Which lines in the entries below contain the string "yellow"? Report each such line in full, matching case exactly.

-- BEGIN Records shown --

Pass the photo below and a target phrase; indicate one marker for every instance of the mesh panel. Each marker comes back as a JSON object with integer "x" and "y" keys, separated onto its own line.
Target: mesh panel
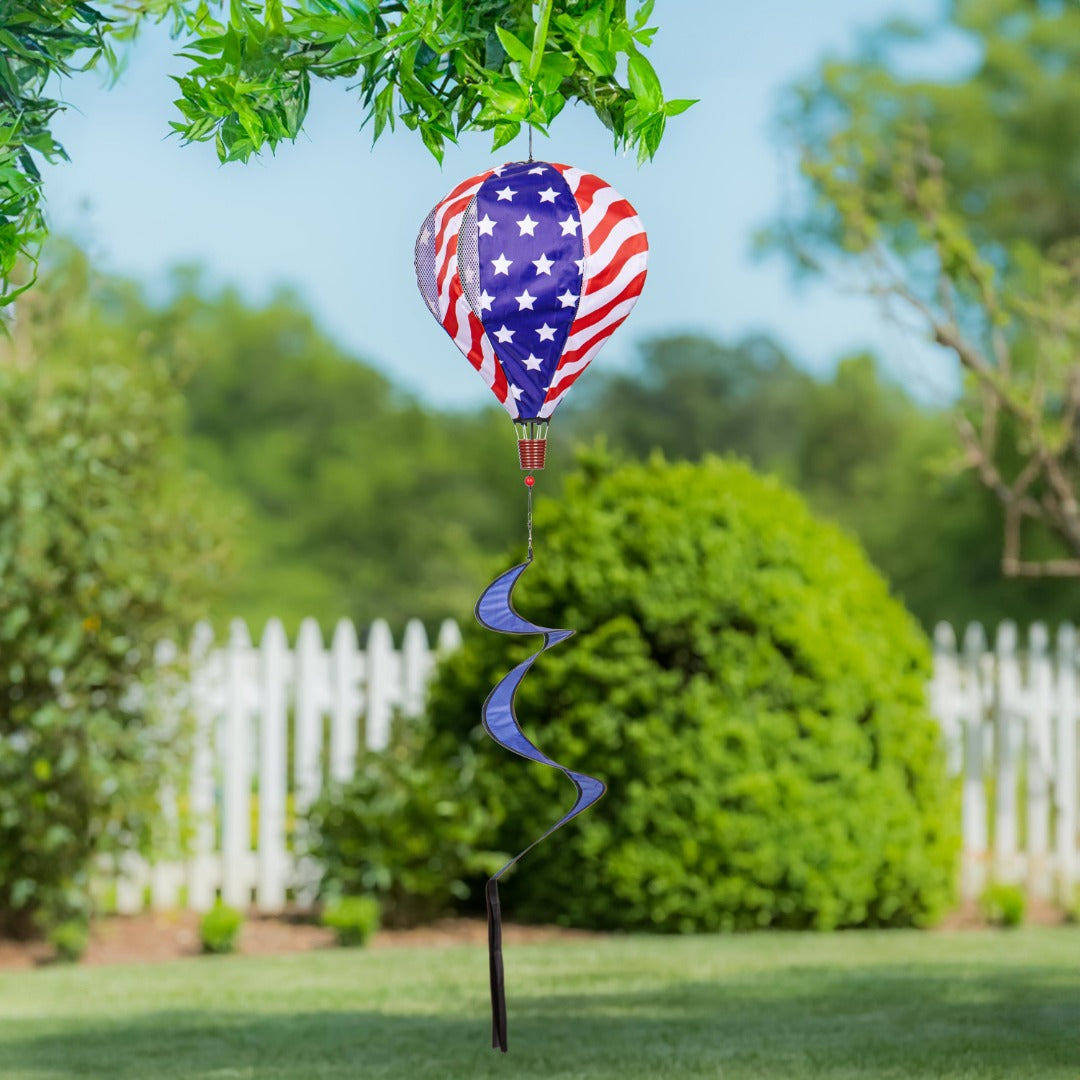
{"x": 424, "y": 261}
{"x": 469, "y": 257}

-- END Records shown --
-- BEGIN Records shown --

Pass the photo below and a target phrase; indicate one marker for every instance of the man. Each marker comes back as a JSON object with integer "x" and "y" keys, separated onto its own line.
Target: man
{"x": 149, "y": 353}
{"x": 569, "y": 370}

-- END Records shown --
-- BEGIN Records shown --

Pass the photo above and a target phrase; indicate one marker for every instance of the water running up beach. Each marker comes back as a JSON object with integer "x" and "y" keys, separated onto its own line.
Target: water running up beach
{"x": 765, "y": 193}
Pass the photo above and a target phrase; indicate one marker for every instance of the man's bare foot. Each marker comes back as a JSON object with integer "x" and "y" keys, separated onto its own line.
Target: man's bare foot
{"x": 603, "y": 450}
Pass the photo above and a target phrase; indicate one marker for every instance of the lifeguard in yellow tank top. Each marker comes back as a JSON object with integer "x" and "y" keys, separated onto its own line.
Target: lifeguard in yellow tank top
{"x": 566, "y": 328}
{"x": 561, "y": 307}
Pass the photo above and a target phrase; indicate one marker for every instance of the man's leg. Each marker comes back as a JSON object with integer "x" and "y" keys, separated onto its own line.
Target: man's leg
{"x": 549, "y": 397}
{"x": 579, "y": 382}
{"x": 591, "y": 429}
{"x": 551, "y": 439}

-- END Records shown --

▶ **Written reply**
Pass the photo above and a target phrase; indicate one marker for every instance of the lifeguard in yellow tank top. Each marker comes back as a JSON object with integer "x" and "y" keys, separated onto its own line.
Target: lifeguard in yellow tank top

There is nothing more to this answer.